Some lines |
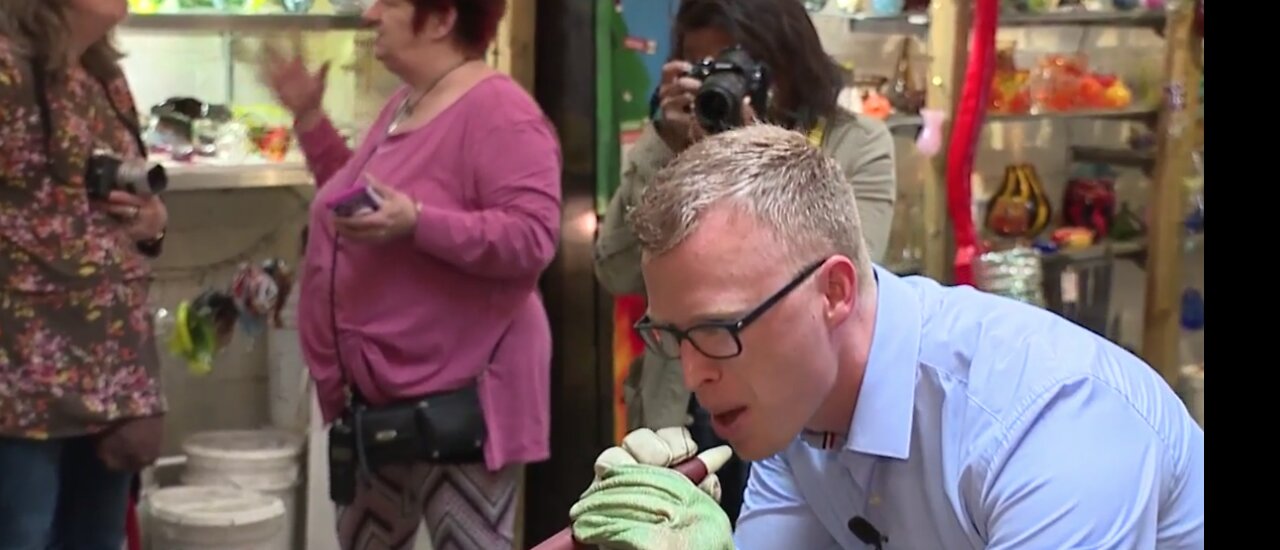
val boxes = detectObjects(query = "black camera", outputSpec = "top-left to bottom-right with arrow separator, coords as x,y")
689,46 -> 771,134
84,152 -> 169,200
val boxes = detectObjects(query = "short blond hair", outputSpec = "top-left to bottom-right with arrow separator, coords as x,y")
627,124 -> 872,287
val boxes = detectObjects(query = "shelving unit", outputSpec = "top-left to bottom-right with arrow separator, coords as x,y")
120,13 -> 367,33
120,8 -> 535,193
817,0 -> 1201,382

STATED GOAL | Print the lines above exactly as they appear, leaving out the pictures.

CORRECT RESULT |
val boxes = detectObjects(query = "black camera", outputSpec = "top-left to bottom-right with arrow separator, coords as x,y")
689,46 -> 771,134
84,152 -> 169,200
val boxes = detectObjects(query = "short blond hair", outputSpec = "top-left to bottom-right with arrow separator, coords as x,y")
627,124 -> 872,287
val boxes = detectObjects(query = "shelving unit", outputSpec = "top-left to bottom-right with arrow separator, coords as x,y")
120,13 -> 367,33
120,8 -> 535,193
817,0 -> 1201,382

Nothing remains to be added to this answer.